Barron writes [the same as Guardini]: “Now what follows from these breathtaking descriptions is a centrally important epistemic claim: that Jesus cannot be measured by a criterion outside of himself or viewed from a perspective higher than himself.”[10] That is, you cannot apply a metaphysic of “being” taken “from below” – i.e. from the experience of the created world [except the created human person going out of himself]. And this because there cannot be any created things without the Creator. The Being of God and the being of things have two totally different meanings save that they are (or can be). Barron writes: “He cannot be understood as one object among many or surveyed blandly by a disinterested observer. If such perspectives were possible, then he would not be the all-grounding Word or the criterion than which no more final can be thought. If we sought to know him in this way, we would not only come to incorrect conclusions but also involve ourselves in a sort of operational contradiction. To be consistent with these accounts, we must say that Jesus determines not only what there is to be known (since he is the organizing principle of finite being) but also how we are to know what is to known (since the mind itself is a creature, made and determined through him).

Records:
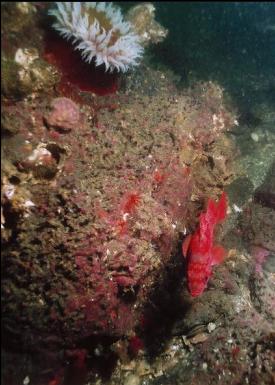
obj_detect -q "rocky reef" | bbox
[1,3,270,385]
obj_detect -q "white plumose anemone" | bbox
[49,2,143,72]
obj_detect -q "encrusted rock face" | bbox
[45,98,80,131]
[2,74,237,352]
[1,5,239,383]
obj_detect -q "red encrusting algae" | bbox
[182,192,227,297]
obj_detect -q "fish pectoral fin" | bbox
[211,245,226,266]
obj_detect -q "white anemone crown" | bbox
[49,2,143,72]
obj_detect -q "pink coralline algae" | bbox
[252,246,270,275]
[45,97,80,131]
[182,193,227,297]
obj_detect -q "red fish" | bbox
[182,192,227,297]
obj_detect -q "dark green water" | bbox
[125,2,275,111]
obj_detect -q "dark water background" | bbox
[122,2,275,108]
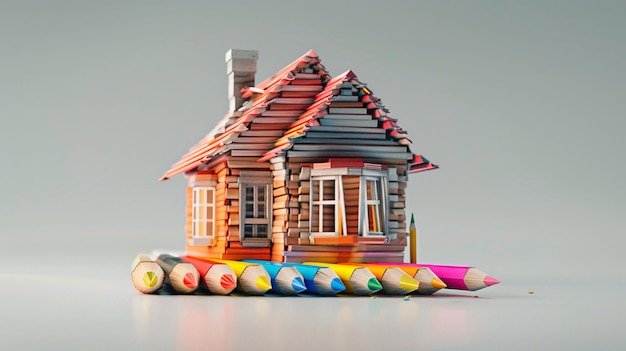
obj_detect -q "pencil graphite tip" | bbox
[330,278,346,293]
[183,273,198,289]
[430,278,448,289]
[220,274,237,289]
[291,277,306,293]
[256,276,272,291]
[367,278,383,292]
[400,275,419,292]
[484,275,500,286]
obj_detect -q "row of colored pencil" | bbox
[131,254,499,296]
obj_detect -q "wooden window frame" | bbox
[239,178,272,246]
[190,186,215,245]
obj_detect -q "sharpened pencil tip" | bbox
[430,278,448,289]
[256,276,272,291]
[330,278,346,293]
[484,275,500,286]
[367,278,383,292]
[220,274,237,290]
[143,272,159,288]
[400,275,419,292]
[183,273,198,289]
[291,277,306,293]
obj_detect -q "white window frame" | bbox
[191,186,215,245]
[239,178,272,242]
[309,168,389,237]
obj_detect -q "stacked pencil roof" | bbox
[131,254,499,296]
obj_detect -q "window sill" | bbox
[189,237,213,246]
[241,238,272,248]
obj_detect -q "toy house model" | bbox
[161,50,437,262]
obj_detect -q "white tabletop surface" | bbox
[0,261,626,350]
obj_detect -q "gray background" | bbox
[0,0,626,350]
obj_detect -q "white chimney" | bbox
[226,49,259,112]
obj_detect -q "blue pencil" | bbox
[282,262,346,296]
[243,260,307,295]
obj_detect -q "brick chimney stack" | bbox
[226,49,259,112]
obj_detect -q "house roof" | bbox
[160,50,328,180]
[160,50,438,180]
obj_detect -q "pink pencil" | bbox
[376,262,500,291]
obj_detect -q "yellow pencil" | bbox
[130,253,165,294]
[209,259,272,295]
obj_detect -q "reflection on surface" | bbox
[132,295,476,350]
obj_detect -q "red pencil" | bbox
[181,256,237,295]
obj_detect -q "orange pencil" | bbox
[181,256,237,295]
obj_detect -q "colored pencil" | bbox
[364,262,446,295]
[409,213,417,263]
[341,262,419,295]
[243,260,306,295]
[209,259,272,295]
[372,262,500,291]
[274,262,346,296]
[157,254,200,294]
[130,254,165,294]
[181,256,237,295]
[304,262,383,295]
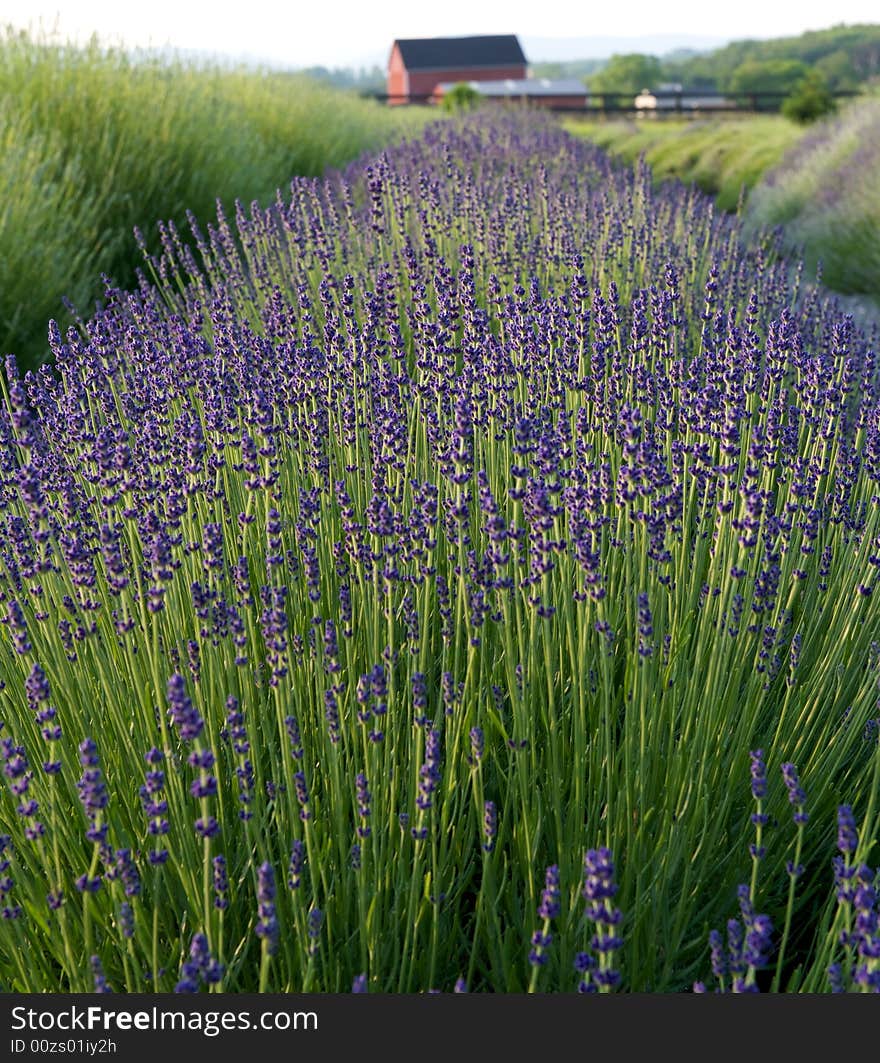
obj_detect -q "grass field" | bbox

Instructions to follow: The passage above on Barron's account of knowing Jesus says he cannot be surveyed by a disinterested observer. In one to three sentences, explain why.

Written response: If such a perspective were possible, Jesus would not be the all-grounding Word or the criterion than which no more final can be thought. Seeking to know him that way would lead to incorrect conclusions and involve the knower in a sort of operational contradiction.